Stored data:
==========

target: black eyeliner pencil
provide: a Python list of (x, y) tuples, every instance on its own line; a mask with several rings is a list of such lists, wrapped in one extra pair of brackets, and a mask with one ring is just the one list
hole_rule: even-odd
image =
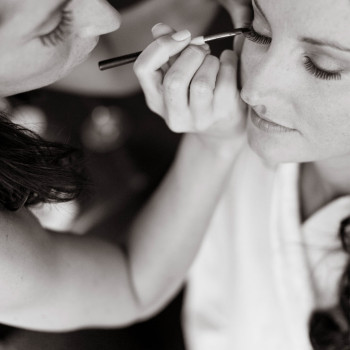
[[(230, 37), (234, 37), (239, 34), (244, 34), (250, 32), (249, 28), (238, 28), (234, 29), (232, 32), (227, 33), (220, 33), (220, 34), (214, 34), (214, 35), (208, 35), (208, 36), (199, 36), (191, 40), (191, 44), (193, 45), (203, 45), (207, 42), (214, 41), (214, 40), (220, 40), (220, 39), (226, 39)], [(133, 52), (129, 53), (124, 56), (119, 57), (113, 57), (108, 60), (100, 61), (98, 63), (98, 67), (101, 71), (123, 66), (128, 63), (135, 62), (137, 57), (141, 54), (142, 51), (139, 52)]]

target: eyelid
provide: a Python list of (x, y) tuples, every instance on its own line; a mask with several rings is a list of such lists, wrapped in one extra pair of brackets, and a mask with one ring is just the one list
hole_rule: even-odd
[[(62, 11), (66, 10), (71, 2), (72, 0), (65, 0), (61, 4), (59, 4), (59, 6), (57, 6), (54, 10), (48, 13), (46, 19), (43, 20), (42, 23), (38, 24), (37, 27), (33, 30), (33, 38), (37, 37), (38, 35), (44, 35), (46, 32), (49, 32), (50, 30), (54, 29), (58, 24), (58, 22), (55, 21), (55, 19), (60, 19)], [(55, 25), (53, 25), (53, 23)], [(47, 29), (47, 27), (49, 27), (49, 29)]]
[(258, 33), (253, 25), (250, 26), (250, 31), (245, 33), (244, 36), (248, 39), (251, 40), (254, 43), (261, 44), (261, 45), (270, 45), (272, 42), (272, 38), (262, 35)]
[(60, 21), (58, 24), (46, 34), (40, 35), (39, 39), (41, 40), (44, 46), (55, 46), (59, 42), (63, 41), (65, 36), (70, 32), (70, 26), (73, 20), (72, 11), (63, 9), (61, 10)]
[(304, 66), (305, 69), (317, 79), (341, 80), (342, 78), (342, 71), (328, 71), (323, 68), (320, 68), (308, 56), (304, 56)]
[(329, 69), (329, 68), (325, 68), (322, 64), (318, 64), (317, 63), (317, 58), (312, 57), (312, 55), (305, 55), (304, 56), (304, 64), (307, 62), (311, 62), (316, 69), (328, 73), (328, 74), (342, 74), (344, 72), (344, 68), (343, 67), (338, 67), (338, 68), (334, 68), (334, 69)]

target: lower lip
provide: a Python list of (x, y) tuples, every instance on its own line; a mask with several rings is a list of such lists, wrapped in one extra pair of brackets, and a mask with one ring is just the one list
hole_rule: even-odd
[(282, 125), (269, 122), (266, 119), (260, 118), (253, 110), (250, 111), (252, 123), (260, 130), (270, 134), (285, 134), (296, 131), (295, 129), (286, 128)]

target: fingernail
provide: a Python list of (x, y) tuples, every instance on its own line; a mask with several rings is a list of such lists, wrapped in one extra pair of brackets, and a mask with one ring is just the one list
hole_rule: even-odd
[(206, 51), (210, 51), (210, 46), (208, 44), (203, 44), (202, 48)]
[(153, 32), (154, 30), (156, 30), (157, 27), (162, 26), (162, 25), (163, 25), (162, 22), (159, 22), (159, 23), (155, 24), (155, 25), (152, 27), (151, 31)]
[(191, 33), (187, 29), (185, 29), (174, 33), (171, 37), (176, 41), (183, 41), (191, 37)]

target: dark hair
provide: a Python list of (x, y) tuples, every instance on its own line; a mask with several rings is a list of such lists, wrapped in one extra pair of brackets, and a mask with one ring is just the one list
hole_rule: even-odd
[[(350, 254), (350, 217), (339, 228), (343, 249)], [(350, 350), (350, 261), (340, 280), (338, 304), (311, 315), (309, 335), (315, 350)]]
[(86, 183), (76, 149), (43, 140), (0, 112), (0, 205), (18, 210), (76, 198)]

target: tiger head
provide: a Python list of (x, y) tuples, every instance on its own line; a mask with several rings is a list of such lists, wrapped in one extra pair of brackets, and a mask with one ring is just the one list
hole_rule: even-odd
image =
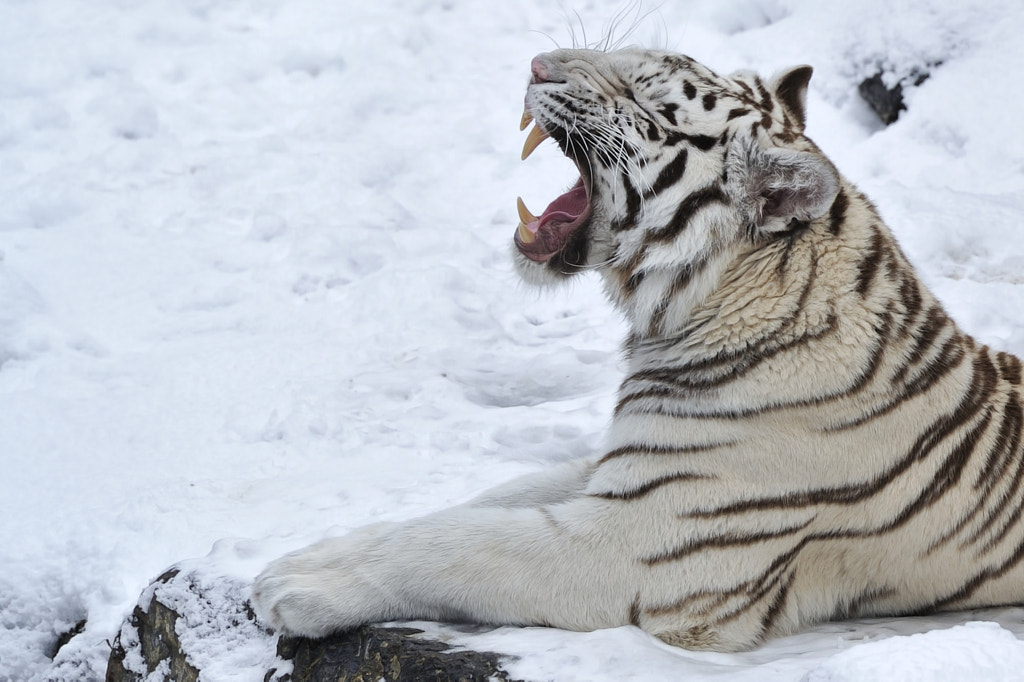
[(640, 49), (537, 56), (523, 158), (551, 138), (580, 179), (539, 216), (520, 200), (520, 274), (544, 284), (599, 270), (621, 304), (647, 275), (711, 272), (828, 212), (839, 176), (803, 135), (810, 77), (719, 76)]

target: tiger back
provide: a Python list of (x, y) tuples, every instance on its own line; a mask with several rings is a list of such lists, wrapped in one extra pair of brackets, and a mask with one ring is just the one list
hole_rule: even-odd
[(289, 555), (261, 614), (298, 634), (632, 623), (738, 650), (1024, 600), (1021, 363), (957, 328), (804, 135), (811, 69), (630, 49), (531, 71), (524, 158), (551, 138), (580, 180), (539, 216), (520, 202), (514, 258), (541, 285), (597, 271), (629, 321), (607, 444)]

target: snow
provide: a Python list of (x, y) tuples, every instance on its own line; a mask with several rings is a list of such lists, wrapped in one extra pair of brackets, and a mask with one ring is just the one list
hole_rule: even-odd
[[(529, 60), (622, 9), (0, 4), (0, 680), (102, 678), (176, 562), (238, 600), (284, 551), (598, 446), (623, 325), (592, 278), (524, 288), (508, 249), (515, 197), (574, 180), (551, 148), (518, 160)], [(961, 325), (1024, 354), (1020, 3), (636, 14), (624, 43), (814, 65), (811, 137)], [(876, 65), (908, 86), (885, 129), (856, 95)], [(536, 679), (1011, 679), (1022, 623), (829, 623), (736, 655), (634, 628), (439, 636)], [(263, 679), (271, 638), (201, 630), (210, 679)]]
[[(936, 656), (936, 651), (943, 655)], [(836, 654), (806, 682), (1020, 678), (1024, 643), (995, 623), (967, 623), (910, 637), (892, 637)]]

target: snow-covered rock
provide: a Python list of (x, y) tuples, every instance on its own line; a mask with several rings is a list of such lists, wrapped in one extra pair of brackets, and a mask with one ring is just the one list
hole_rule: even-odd
[(453, 649), (416, 628), (371, 625), (318, 640), (274, 637), (257, 623), (247, 591), (199, 566), (166, 571), (121, 626), (106, 681), (227, 680), (239, 670), (262, 670), (263, 682), (509, 679), (499, 656)]

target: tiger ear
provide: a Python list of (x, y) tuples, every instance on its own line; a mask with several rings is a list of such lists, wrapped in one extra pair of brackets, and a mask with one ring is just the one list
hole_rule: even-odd
[(737, 135), (727, 164), (729, 194), (759, 232), (781, 232), (794, 220), (820, 218), (839, 193), (839, 173), (818, 152), (765, 148)]
[(812, 73), (814, 69), (810, 66), (793, 66), (775, 74), (768, 84), (775, 99), (796, 119), (801, 131), (807, 123), (807, 84)]

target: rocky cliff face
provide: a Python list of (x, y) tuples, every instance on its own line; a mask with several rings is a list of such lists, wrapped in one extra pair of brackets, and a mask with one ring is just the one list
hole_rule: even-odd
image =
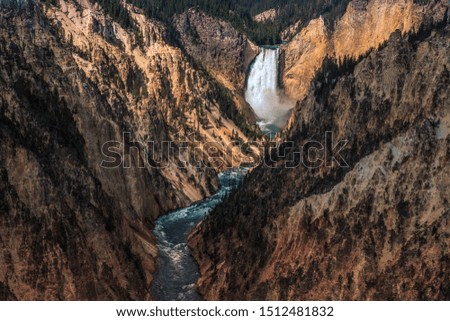
[(174, 25), (189, 55), (232, 92), (237, 106), (248, 120), (255, 120), (243, 96), (247, 71), (259, 52), (258, 47), (229, 22), (195, 9), (176, 16)]
[(354, 0), (330, 31), (322, 17), (310, 21), (288, 45), (283, 46), (282, 82), (286, 93), (303, 99), (312, 78), (326, 56), (343, 59), (358, 57), (377, 48), (392, 32), (417, 31), (422, 23), (440, 21), (447, 1), (424, 5), (413, 0)]
[[(191, 235), (205, 298), (450, 298), (449, 39), (448, 26), (397, 32), (314, 84), (283, 137), (295, 149), (256, 168)], [(348, 167), (285, 168), (326, 131), (348, 141)]]
[[(134, 30), (87, 0), (0, 9), (2, 299), (150, 298), (155, 218), (218, 185), (191, 144), (245, 137), (165, 27), (127, 10)], [(105, 168), (110, 141), (127, 156)], [(170, 167), (144, 162), (149, 141)]]
[[(236, 108), (231, 106), (232, 101), (226, 101), (209, 75), (199, 71), (180, 48), (171, 44), (161, 23), (146, 19), (139, 10), (128, 6), (131, 18), (136, 21), (134, 32), (130, 32), (102, 16), (97, 5), (86, 2), (80, 10), (78, 3), (61, 4), (61, 9), (53, 8), (47, 15), (55, 27), (61, 28), (64, 38), (73, 41), (78, 67), (100, 84), (105, 95), (110, 95), (112, 87), (116, 95), (126, 97), (126, 103), (133, 109), (130, 121), (138, 134), (136, 140), (146, 141), (151, 137), (148, 128), (153, 127), (155, 115), (167, 131), (166, 137), (158, 137), (160, 141), (179, 142), (183, 138), (217, 141), (219, 151), (224, 152), (233, 131), (245, 137), (232, 121), (221, 115), (225, 114), (224, 107)], [(113, 103), (115, 96), (111, 98)], [(154, 115), (149, 113), (151, 109), (156, 112)], [(224, 166), (233, 161), (224, 158)], [(164, 170), (163, 173), (177, 183), (179, 180), (174, 175), (196, 178), (196, 171), (188, 168), (187, 175)], [(195, 179), (188, 184), (191, 185), (188, 189), (195, 190), (202, 185), (200, 189), (204, 189), (192, 191), (191, 201), (209, 194), (204, 183), (199, 184)]]
[(187, 52), (227, 87), (245, 89), (248, 67), (258, 47), (229, 22), (190, 9), (175, 17)]

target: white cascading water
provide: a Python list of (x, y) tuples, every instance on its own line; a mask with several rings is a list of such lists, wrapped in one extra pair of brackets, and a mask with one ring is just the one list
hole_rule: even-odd
[(282, 128), (294, 103), (278, 88), (280, 49), (260, 48), (247, 80), (245, 100), (259, 117), (262, 130)]

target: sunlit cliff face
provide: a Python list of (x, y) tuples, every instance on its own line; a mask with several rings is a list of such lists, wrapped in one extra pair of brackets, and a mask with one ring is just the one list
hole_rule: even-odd
[(377, 48), (395, 30), (406, 33), (418, 30), (424, 20), (439, 20), (446, 7), (446, 1), (430, 5), (415, 4), (413, 0), (352, 1), (332, 32), (322, 17), (311, 20), (282, 47), (285, 55), (282, 82), (286, 94), (303, 99), (326, 56), (358, 57)]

==========

# [Your goal]
An exact copy of the lines above between the line holding "target: fingernail" and the line holding "target: tiger head", inclusive, is the whole answer.

# [Solved problem]
target: fingernail
provide: a Python list of (x, y) tuples, every instance on its own line; a mask with several rings is a list of such lists, wrapped in one extra pair of brackets, and a mask with one ring is just the one list
hole_rule: even-odd
[(206, 51), (210, 51), (210, 46), (208, 44), (203, 44), (202, 48)]
[(153, 32), (154, 30), (156, 30), (157, 27), (162, 26), (162, 25), (163, 25), (162, 22), (159, 22), (159, 23), (155, 24), (155, 25), (152, 27), (151, 31)]
[(191, 33), (187, 29), (185, 29), (174, 33), (171, 37), (176, 41), (183, 41), (191, 37)]

target: dark hair
provide: a Python list of (x, y) tuples, every instance on its own line; a mask with several rings is a list of such lists, wrapped in one extra pair of brackets, and a mask with one ring is just the one list
hole_rule: even-odd
[[(350, 254), (350, 217), (339, 228), (343, 249)], [(350, 350), (350, 261), (340, 280), (338, 304), (311, 315), (309, 335), (315, 350)]]
[(86, 183), (76, 149), (43, 140), (0, 112), (0, 205), (18, 210), (76, 198)]

target: tiger head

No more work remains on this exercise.